**Exercise description**
In the article about the health bill, write out word for word the passage between "Supporters of the" and "Williams or not.", inclusive.
--- Document section ---
Lady Williams asked to put name to emergency motion calling for changes to controversial bill before party conference
Efforts are being made to enlist Lady Williams to put her name to an emergency motion to the Liberal Democrat conference next weekend supporting changes to the health and social care bill secured by Liberal Democrat peers, and urging the bill to be passed.
Delegates to the party's spring conference in Gateshead would then have to decide whether to back her emergency motion supporting the line adopted by the party leadership, or instead debate an alternative motion calling for the party to oppose the bill altogether.
The procedural battle is probably the last substantial hurdle facing the NHS and social care bill before it becomes law ahead of the local elections in May.
Winchester Liberal Democrats with the support of Social Liberal Forum, an internal party pressure group, have already submitted an emergency motion calling for the party to withdraw its support for the bill.
Supporters of the party leadership position have until next Tuesday to submit an alternative emergency motion arguing the party has improved the bill, and even reduced the threat of NHS privatisation left by the Labour government's 2006 Health Act.
Williams is hugely respected in the party, and led the opposition to the health bill a year ago. She had, until recently, called for the competition sections in part 3 of the health bill to be removed, but in a letter signed jointly with Nick Clegg this week, she claimed enough assurances and changes had been agreed to make the bill acceptable.
An emergency motion supporting the leadership position is expected to be submitted whether it is led by Williams or not.
The party's federal conference committee will on Friday decide whether to allow both motions to go forward to a ballot of conference delegates held on Saturday to decide which is selected for actual debate on Sunday.
--- Records provided ---
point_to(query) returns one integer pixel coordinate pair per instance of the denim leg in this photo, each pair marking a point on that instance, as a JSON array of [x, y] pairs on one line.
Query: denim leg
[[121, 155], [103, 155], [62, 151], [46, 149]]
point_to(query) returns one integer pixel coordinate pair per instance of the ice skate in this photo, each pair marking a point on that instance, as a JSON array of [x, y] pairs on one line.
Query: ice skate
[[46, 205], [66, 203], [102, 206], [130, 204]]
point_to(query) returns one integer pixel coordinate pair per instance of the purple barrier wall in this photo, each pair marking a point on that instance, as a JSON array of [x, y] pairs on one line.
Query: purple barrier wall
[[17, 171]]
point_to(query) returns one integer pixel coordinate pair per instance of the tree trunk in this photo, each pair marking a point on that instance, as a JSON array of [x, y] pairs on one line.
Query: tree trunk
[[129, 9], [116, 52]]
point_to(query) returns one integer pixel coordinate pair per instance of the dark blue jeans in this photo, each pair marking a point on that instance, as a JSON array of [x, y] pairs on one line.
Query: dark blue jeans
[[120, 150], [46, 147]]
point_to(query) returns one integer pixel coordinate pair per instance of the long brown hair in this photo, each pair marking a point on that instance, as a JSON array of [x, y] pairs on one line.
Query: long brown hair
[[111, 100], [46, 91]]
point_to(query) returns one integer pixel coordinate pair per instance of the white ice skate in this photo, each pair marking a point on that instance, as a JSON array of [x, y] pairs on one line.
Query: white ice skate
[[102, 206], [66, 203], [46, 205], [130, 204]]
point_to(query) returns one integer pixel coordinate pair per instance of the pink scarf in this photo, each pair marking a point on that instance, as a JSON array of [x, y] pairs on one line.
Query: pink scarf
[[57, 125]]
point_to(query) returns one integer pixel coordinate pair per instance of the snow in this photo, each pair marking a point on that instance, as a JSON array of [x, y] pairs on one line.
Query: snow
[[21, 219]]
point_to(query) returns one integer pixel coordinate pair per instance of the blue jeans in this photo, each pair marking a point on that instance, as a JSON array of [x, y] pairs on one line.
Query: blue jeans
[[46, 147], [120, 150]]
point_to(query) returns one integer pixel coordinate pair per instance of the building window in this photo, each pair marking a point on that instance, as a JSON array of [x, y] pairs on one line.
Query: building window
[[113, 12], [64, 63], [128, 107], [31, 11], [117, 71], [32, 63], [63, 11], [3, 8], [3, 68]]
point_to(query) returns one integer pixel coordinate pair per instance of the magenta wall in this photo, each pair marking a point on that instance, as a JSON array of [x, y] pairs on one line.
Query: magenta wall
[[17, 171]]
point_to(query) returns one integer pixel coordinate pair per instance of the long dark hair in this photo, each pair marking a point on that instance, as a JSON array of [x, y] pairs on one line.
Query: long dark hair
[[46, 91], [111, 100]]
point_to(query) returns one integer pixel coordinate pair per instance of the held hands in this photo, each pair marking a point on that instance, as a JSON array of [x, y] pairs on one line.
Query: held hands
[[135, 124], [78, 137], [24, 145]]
---
**Answer for this exercise**
Supporters of the party leadership position have until next Tuesday to submit an alternative emergency motion arguing the party has improved the bill, and even reduced the threat of NHS privatisation left by the Labour government's 2006 Health Act.
Williams is hugely respected in the party, and led the opposition to the health bill a year ago. She had, until recently, called for the competition sections in part 3 of the health bill to be removed, but in a letter signed jointly with Nick Clegg this week, she claimed enough assurances and changes had been agreed to make the bill acceptable.
An emergency motion supporting the leadership position is expected to be submitted whether it is led by Williams or not.